Una guerra che almeno nelle aspettative del presidente russo Vladimir Putin sembrava potesse concludersi in qualche settimana si trascina tragicamente da un anno, con il suo carico di morti, feriti, dolore e distruzione.
Quella concentrazione massiccia di mezzi militari russi al confine con l’Ucraina era stata sottovalutata da molti ma non dagli Stati Uniti. Davvero in quei giorni di febbraio sembrava impossibile che la Federazione Russa potesse intraprendere un’operazione militare tanto azzardata.
Un Paese sovrano a due passi dalle capitali europee era stato aggredito e invaso all’alba del 24 febbraio 2022. Improvvisamente il mondo si trovava di fronte a uno scenario che aveva ignorato per anni ma che agli occhi più attenti si era già ben delineato. E sui motivi profondi che avevano scatenato quella che già nei primi giorni si stava profilando come una carneficina, l’opinione pubblica dei Paesi occidentali ha dovuto in fretta chiedersi perché tutto questo stava accadendo.
Il processo di guerra nasce di fatto dalla conclusione di un’altra lunga fase storica di tensione, vale a dire dalla fine della Guerra Fredda. All’inizio degli anni Novanta, argomenta a Lumsanews l’analista geopolitico Elia Morelli, gli Stati Uniti avevano deluso le aspettative russe di ottenere delle garanzie securitarie rispetto al mantenimento di una zona cuscinetto nell’Europa dell’Est, in corrispondenza dei Paesi dell’ex Patto di Varsavia. Al contrario, la Nato aveva cominciato a espandersi verso oriente, avvicinandosi sempre di più al confine con la Russia, o per meglio dire alla sua area di influenza.
È nel 2014 che l’Ucraina entra di fatto nel campo occidentale. Le manifestazioni filo europee, note come Euromaidan, che attraversano alcune città ucraine tra cui la capitale Kiev, mettono in fuga il presidente Viktor Janukovyč, che aveva interrotto i negoziati per l’ingresso del Paese nell’Unione Europea. L’annessione della Crimea da parte della Russia e l’inizio della guerra civile nelle province orientali del Donbass, descritta da Ennio Bordato in un’intervista, rappresentano la prima fase del conflitto.
Lo scontro tra le grandi potenze e l’arma alimentare-energetica
Sono quindi due i livelli da considerare nell’analisi della guerra in Ucraina: quello dello scontro tra grandi potenze, gli Stati Uniti e la Russia, in un contesto che va ben oltre i confini ucraini, e quello più concreto che riguarda la battaglia sul campo, abitato dalla popolazione civile che da mesi paga le conseguenze del conflitto, avendo la sola colpa di vivere in un territorio conteso.

→ **Azioni da svolgere**
1. Restituisca fedelmente il passo del testo sulla guerra in Ucraina che si apre con le parole contenenti "Lo scontro tra le" e si chiude con "un territorio conteso.".
2. In base al testo sulla guerra in Ucraina, risponda alle seguenti domande:
(a) In quale giorno è stato aggredito e invaso il Paese sovrano?
(b) Con quale nome sono note le manifestazioni filo europee del 2014?
(c) Quale analista geopolitico argomenta a Lumsanews?
3. Prosegua il testo sulla guerra in Ucraina a partire dal punto in cui si interrompe.

→ **Righe fornite**
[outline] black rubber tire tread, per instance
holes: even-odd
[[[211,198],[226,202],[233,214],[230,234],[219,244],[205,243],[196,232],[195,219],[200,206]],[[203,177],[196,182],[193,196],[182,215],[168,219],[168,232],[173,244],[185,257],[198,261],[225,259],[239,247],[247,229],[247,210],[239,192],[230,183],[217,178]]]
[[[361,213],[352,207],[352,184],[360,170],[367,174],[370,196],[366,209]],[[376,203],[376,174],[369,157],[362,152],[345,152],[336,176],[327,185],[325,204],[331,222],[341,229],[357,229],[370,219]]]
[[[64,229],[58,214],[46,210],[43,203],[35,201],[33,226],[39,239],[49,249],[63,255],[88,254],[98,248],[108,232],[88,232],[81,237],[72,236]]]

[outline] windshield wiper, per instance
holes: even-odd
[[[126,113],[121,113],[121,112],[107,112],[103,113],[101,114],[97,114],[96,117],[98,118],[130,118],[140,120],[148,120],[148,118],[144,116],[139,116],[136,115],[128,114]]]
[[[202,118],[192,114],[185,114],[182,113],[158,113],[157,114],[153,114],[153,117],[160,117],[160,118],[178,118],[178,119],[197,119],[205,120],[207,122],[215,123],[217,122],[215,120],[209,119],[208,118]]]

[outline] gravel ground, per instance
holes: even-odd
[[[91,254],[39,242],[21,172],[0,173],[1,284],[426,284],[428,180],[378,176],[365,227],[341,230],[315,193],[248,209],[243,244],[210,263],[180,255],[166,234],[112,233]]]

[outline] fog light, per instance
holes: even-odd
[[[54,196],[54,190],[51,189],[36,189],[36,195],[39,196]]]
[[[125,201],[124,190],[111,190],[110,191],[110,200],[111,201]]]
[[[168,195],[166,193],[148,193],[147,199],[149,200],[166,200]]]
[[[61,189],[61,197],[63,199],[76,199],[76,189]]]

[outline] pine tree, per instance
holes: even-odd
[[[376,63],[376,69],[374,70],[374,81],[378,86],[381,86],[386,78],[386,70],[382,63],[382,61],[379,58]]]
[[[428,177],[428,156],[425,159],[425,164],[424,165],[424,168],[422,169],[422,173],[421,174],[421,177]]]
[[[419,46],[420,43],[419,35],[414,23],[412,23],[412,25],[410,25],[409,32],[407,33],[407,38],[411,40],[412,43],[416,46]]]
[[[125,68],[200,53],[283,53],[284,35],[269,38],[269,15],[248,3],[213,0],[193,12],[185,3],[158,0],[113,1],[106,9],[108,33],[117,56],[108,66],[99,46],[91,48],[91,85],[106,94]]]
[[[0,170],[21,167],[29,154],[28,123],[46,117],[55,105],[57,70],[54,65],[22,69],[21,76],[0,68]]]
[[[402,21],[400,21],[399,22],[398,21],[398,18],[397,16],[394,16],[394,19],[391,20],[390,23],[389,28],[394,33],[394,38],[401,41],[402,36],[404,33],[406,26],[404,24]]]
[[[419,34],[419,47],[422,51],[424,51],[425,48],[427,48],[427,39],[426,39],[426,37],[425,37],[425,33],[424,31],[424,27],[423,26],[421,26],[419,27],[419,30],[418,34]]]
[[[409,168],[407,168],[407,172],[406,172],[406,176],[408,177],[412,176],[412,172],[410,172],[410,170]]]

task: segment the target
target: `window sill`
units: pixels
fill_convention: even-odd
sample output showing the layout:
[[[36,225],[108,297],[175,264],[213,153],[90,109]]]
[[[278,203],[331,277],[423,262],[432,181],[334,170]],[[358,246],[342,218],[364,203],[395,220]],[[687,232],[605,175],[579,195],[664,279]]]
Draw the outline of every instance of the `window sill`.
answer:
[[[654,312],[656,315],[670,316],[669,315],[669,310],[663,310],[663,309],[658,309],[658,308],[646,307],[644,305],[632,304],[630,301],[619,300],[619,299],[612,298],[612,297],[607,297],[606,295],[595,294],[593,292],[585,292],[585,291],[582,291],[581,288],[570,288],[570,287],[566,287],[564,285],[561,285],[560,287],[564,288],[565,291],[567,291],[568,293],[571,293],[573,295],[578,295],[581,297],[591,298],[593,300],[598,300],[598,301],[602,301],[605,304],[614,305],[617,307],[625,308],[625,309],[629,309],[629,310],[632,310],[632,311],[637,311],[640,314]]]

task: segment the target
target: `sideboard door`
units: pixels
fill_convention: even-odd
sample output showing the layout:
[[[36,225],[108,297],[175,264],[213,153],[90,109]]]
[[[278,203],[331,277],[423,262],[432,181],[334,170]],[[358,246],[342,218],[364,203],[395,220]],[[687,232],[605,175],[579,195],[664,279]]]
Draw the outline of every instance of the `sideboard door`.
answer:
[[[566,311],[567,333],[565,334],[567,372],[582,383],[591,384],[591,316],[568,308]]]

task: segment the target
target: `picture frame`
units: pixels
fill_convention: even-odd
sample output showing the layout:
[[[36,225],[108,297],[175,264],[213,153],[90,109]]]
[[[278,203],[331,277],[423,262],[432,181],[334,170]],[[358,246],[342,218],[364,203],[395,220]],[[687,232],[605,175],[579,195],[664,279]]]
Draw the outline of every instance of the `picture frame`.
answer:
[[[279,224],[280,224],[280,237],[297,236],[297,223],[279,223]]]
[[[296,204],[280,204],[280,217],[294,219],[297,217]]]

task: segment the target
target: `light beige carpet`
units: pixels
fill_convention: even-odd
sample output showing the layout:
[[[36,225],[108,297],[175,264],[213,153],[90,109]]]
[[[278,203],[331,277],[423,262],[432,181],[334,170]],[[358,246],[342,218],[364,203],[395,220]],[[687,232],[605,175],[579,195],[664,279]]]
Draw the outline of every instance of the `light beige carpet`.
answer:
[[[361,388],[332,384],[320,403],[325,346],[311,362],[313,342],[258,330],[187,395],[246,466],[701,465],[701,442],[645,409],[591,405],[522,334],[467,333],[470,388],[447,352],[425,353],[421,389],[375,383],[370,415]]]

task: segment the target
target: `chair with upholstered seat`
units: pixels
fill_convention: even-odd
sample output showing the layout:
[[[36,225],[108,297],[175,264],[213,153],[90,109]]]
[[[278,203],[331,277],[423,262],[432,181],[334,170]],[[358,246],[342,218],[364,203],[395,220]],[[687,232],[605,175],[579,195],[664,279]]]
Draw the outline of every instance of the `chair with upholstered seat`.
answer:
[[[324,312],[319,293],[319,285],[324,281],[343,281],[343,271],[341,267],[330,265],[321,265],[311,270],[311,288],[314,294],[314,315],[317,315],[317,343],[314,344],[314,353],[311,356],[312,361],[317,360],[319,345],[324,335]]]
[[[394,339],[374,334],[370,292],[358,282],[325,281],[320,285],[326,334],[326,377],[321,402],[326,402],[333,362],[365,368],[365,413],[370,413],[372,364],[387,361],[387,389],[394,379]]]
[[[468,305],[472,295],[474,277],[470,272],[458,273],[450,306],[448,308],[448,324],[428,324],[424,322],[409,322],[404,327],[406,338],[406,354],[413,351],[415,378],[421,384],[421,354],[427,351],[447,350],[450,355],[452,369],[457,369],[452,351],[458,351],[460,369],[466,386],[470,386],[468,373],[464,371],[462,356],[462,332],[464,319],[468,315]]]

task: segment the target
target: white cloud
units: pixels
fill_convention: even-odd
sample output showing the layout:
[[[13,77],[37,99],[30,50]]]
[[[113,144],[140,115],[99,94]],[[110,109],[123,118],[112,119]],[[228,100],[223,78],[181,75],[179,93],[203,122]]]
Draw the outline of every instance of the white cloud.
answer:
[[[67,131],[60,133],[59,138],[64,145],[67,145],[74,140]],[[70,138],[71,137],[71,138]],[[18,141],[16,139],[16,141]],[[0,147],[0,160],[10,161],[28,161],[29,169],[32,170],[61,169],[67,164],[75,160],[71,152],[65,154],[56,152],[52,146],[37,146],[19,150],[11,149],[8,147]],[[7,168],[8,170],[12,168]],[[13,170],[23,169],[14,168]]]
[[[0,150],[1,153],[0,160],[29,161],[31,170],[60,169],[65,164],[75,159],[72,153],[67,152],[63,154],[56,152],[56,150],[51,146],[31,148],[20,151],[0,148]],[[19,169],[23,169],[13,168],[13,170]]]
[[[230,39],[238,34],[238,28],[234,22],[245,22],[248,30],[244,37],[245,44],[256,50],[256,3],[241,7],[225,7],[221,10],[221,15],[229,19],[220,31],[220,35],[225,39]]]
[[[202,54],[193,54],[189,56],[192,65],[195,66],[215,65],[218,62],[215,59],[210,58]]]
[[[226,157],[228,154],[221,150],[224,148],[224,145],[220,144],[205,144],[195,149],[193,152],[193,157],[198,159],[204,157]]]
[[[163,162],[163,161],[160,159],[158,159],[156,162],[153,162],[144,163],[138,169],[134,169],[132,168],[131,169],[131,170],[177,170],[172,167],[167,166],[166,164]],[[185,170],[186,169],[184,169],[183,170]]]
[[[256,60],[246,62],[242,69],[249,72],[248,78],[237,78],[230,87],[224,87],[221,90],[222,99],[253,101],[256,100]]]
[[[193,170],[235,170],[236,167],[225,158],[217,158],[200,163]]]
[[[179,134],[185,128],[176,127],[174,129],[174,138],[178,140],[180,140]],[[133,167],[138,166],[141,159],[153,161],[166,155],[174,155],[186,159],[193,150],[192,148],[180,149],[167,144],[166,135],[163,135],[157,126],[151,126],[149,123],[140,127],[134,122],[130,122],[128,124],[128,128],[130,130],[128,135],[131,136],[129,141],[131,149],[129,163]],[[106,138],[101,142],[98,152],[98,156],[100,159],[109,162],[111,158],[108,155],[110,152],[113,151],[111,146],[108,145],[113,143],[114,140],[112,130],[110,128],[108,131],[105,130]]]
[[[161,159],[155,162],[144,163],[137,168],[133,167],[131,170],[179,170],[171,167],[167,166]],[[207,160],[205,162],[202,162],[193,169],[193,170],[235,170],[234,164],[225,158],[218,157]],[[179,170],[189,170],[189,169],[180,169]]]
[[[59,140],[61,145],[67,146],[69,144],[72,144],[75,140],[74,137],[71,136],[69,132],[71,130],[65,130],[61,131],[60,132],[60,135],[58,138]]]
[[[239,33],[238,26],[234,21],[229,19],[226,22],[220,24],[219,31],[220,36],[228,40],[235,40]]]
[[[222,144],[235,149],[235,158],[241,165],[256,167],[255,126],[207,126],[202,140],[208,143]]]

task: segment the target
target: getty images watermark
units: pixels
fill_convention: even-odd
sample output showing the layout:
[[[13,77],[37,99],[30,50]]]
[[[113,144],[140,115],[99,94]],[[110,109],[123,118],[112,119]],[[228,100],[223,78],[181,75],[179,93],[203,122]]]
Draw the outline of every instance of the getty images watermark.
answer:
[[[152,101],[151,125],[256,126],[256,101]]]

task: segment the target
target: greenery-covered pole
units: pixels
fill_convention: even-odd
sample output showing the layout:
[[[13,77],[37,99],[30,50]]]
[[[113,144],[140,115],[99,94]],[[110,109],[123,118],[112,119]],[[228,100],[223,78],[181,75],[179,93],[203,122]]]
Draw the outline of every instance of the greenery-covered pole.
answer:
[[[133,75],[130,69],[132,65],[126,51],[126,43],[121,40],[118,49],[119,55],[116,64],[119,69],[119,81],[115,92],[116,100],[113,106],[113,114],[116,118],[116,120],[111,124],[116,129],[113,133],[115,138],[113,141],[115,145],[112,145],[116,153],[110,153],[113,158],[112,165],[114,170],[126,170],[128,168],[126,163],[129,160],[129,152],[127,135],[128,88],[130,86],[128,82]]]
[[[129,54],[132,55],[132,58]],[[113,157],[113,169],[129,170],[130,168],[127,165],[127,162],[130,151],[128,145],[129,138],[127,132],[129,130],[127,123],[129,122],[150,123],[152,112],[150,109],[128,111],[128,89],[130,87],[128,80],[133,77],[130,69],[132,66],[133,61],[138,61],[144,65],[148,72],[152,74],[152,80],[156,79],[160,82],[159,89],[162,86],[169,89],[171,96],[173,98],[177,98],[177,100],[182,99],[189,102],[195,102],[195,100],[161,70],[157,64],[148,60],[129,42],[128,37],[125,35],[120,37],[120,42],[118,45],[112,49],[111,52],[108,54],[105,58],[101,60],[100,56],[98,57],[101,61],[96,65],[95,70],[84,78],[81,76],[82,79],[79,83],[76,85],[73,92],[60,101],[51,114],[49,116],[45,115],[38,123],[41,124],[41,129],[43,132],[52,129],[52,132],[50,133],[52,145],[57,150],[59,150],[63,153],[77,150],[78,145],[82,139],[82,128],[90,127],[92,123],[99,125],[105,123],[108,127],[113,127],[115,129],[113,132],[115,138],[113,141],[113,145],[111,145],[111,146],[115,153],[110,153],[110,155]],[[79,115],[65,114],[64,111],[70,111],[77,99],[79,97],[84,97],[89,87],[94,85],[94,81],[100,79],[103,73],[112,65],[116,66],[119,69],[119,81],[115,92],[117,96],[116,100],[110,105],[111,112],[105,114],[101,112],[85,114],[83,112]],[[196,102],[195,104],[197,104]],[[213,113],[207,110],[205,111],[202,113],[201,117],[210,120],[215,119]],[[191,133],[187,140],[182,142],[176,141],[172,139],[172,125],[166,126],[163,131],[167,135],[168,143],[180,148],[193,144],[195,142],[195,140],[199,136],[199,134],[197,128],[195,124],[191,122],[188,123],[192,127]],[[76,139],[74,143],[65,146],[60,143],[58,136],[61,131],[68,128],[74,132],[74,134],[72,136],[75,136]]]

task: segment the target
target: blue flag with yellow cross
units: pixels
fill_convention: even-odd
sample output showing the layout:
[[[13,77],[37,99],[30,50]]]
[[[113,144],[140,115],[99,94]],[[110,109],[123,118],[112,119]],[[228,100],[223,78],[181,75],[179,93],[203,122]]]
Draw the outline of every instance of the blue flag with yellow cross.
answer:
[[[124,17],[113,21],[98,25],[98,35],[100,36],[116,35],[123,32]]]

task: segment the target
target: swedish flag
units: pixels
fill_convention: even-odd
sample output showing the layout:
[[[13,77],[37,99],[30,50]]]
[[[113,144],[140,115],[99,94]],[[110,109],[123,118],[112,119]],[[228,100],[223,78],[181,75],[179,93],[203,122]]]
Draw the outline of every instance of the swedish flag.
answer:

→ **Risposte ai compiti**
1.
Lo scontro tra le grandi potenze e l’arma alimentare-energetica
Sono quindi due i livelli da considerare nell’analisi della guerra in Ucraina: quello dello scontro tra grandi potenze, gli Stati Uniti e la Russia, in un contesto che va ben oltre i confini ucraini, e quello più concreto che riguarda la battaglia sul campo, abitato dalla popolazione civile che da mesi paga le conseguenze del conflitto, avendo la sola colpa di vivere in un territorio conteso.

2.
(a) All'alba del 24 febbraio 2022.
(b) Euromaidan.
(c) Elia Morelli.

3.
Per quanto riguarda il primo aspetto, l’onda d’urto della guerra ha investito aree del pianeta anche molto distanti geograficamente dal suo epicentro. La crisi alimentare ed energetica innescata dal conflitto ha stravolto le relazioni internazionali a livello globale. La regione mediorientale e del Nord Africa è stata profondamente danneggiata dalla carenza di materie prime come il grano proveniente dall’Ucraina, mentre in Europa abbiamo vissuto in prima persona la crisi energetica.
Michele Polo, professore di economia all’Università Bocconi, approfondisce le ripercussioni economiche della guerra. L’Europa da un lato si è attivata per ridurre la sua dipendenza dalle risorse fossili russe, recuperando i rapporti con i Paesi del Golfo Arabo e della sponda meridionale del Mediterraneo, in primis l’Algeria, dall’altro ha imposto delle sanzioni contro Mosca per isolarla dai circuiti internazionali. A sua volta, la Russia si è adoperata per accedere a nuovi mercati, in particolare rafforzando il suo legame con la Cina, che pure ha colto le opportunità offerte dal conflitto, da sfruttare nella sua competizione con gli Stati Uniti.
L’Europa ha preso parte alla guerra attraverso l’invio di armi all’Ucraina, questione che ha aperto un dibattito delicato all’interno del nostro Paese, dove ancora si discute sull’opportunità o meno di sostenere militarmente Kiev. Il generale Salvatore Farina, ex capo di Stato maggiore dell’Esercito, entra nel vivo del tema approfondendo per Lumsanews le strategie belliche delle parti coinvolte, raccontando il tipo di armamenti a loro disposizione.
Il sostegno all’Ucraina ha anche messo in luce le diverse anime che caratterizzano la Nato e l’Europa, i cui Paesi percepiscono in maniera profondamente diversa la minaccia russa, per ragioni di tipo storico e geografico. La guerra ha pertanto avuto e continua ad avere un impatto sugli equilibri di potenza all’interno del nostro continente.
A rendere tali geometrie ancora più precarie è la minaccia dell’uso dell’arma atomica da parte di Mosca. Una eventualità che potrebbe essere teoricamente innescata da eventi al momento ipotetici, sebbene nessuna delle parti in conflitto guadagnerebbe da un tale sviluppo. Il tentativo occidentale di reinserire entro i confini ucraini la Crimea, ormai considerata dalla Federazione russa parte del proprio territorio, potrebbe essere per esempio la scintilla di una escalation nucleare.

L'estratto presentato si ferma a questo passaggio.